**Work required**
Output exactly, please, the lines of the records below from the one containing "Ground glass partition" through the final line.

**Source data**
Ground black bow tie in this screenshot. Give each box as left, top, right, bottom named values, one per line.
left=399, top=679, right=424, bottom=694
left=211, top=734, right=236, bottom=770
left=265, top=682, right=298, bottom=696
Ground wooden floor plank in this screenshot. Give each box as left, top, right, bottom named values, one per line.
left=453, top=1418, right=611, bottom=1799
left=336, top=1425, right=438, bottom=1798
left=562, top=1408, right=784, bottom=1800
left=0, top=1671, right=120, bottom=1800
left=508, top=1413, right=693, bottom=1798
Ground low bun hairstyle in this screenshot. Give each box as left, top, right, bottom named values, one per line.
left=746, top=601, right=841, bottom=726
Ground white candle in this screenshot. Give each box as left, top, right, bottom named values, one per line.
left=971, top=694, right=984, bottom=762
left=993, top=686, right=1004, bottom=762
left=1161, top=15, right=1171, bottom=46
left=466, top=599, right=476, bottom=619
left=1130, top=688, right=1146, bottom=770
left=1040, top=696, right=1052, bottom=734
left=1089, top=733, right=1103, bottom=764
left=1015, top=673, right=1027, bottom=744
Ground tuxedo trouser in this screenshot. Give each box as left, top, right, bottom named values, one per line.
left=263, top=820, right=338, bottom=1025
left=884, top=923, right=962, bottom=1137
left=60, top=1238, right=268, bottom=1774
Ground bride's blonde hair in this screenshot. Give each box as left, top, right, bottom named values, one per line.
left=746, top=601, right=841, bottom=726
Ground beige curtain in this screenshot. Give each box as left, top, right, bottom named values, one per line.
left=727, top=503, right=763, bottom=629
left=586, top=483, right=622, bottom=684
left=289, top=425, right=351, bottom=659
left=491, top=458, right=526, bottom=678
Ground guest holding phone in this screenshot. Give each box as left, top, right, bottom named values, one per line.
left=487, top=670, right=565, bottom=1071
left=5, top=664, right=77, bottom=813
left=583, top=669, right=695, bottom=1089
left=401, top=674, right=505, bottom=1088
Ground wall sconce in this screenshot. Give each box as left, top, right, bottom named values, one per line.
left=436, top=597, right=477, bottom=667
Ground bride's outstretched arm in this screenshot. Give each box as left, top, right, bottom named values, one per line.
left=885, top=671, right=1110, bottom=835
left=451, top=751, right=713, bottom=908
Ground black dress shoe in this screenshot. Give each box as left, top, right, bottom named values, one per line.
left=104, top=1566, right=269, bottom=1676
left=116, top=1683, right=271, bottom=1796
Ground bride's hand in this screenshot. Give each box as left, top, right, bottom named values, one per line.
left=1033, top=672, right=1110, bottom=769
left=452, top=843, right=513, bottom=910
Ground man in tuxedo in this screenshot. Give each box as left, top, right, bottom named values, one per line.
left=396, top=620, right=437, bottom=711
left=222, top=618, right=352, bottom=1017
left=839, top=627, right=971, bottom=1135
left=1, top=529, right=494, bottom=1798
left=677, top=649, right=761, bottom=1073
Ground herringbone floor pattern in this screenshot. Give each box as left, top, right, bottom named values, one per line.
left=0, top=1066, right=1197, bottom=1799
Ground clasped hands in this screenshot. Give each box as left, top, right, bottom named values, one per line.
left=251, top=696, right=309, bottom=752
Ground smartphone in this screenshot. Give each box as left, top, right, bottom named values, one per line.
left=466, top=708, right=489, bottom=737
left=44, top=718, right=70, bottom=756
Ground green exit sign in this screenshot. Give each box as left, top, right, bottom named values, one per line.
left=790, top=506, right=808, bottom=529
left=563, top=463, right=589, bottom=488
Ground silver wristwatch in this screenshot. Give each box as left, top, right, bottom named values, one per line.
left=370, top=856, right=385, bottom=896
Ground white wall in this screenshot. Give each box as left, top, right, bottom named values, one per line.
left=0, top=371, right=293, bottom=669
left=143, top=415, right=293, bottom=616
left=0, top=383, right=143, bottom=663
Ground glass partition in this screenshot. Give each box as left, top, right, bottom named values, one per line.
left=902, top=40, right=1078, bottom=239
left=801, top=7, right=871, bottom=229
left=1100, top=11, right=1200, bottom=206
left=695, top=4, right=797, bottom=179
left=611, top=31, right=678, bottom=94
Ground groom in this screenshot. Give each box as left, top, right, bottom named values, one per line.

**Result of the exercise**
Ground glass partition in this screenshot. Give each box as left, top, right, bottom named values, one per line.
left=902, top=40, right=1078, bottom=239
left=801, top=7, right=871, bottom=229
left=1100, top=11, right=1200, bottom=206
left=695, top=4, right=797, bottom=179
left=611, top=31, right=678, bottom=94
Ground groom in this screenshot. Give each box as left, top, right, bottom named values, one per line.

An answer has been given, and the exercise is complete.